◆ STATED GOAL
Add 131 to every number in the answers, both the viewBox values and the path coordinates, and give the listing below again with its requests, starting with its first line and going on through the line with "374 88 L 358". Leave the pictures out.

◆ PROVIDED ENTRIES

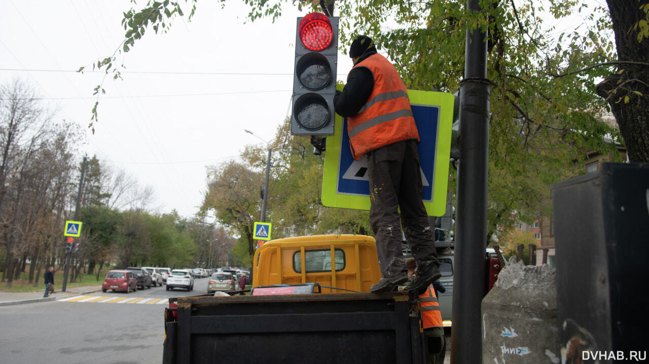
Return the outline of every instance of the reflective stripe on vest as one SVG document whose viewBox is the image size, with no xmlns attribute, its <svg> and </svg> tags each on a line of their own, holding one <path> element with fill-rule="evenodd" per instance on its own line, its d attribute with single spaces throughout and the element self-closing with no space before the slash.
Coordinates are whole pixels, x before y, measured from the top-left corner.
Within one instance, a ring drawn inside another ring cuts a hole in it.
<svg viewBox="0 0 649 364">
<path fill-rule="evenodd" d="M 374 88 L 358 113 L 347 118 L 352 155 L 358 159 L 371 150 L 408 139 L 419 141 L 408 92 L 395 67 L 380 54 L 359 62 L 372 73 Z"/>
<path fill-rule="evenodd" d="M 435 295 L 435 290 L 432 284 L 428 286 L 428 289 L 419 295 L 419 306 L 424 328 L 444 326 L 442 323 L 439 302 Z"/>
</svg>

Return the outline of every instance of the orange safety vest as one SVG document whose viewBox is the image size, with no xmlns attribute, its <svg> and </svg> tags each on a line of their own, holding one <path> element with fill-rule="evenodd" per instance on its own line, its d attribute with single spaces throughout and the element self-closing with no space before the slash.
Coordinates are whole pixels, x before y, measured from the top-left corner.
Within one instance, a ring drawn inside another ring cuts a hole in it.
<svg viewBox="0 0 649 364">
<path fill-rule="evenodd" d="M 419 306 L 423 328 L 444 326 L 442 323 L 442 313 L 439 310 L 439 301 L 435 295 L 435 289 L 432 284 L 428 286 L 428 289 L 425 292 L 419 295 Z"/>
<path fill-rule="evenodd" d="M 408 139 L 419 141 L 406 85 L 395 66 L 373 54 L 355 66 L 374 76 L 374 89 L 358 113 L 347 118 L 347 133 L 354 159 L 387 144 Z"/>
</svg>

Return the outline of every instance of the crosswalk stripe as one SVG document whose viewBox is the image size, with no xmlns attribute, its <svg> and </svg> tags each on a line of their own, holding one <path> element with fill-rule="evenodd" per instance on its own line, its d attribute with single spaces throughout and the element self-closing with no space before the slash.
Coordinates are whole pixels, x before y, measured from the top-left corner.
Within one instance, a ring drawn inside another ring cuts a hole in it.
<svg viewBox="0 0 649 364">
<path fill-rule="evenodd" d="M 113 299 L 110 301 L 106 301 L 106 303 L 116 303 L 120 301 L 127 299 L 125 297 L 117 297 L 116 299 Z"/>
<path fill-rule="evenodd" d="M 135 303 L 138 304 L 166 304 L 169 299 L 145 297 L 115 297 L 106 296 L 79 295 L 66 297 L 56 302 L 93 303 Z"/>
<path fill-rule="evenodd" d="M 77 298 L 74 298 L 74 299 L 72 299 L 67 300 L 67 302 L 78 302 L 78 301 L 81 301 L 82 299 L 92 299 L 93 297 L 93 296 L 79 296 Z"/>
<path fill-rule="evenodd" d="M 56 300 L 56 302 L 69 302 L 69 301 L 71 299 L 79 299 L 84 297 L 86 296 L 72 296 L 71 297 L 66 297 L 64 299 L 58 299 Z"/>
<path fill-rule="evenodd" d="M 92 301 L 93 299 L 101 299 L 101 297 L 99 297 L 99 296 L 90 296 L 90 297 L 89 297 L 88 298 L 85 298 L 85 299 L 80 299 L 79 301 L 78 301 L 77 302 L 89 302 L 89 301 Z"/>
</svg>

◆ RESULT OF THE TASK
Return the outline of every instance of the reflective stripe on vest as one SVG document whose viewBox is the image size, with no xmlns attribute, its <svg> and </svg> tags each on a line of their own, holding one <path> element with fill-rule="evenodd" per instance on its own line, its d attribute with single spaces throughout and the element self-closing with no space before the slash.
Coordinates are whole pixels, x before y, measured from the top-left corner.
Within one instance, a ring drawn inside another ring cuts a hole in it.
<svg viewBox="131 131 780 495">
<path fill-rule="evenodd" d="M 505 219 L 489 244 L 478 249 L 483 286 L 489 290 L 502 281 L 539 270 L 550 272 L 539 223 L 526 198 L 511 185 L 490 193 L 503 204 Z"/>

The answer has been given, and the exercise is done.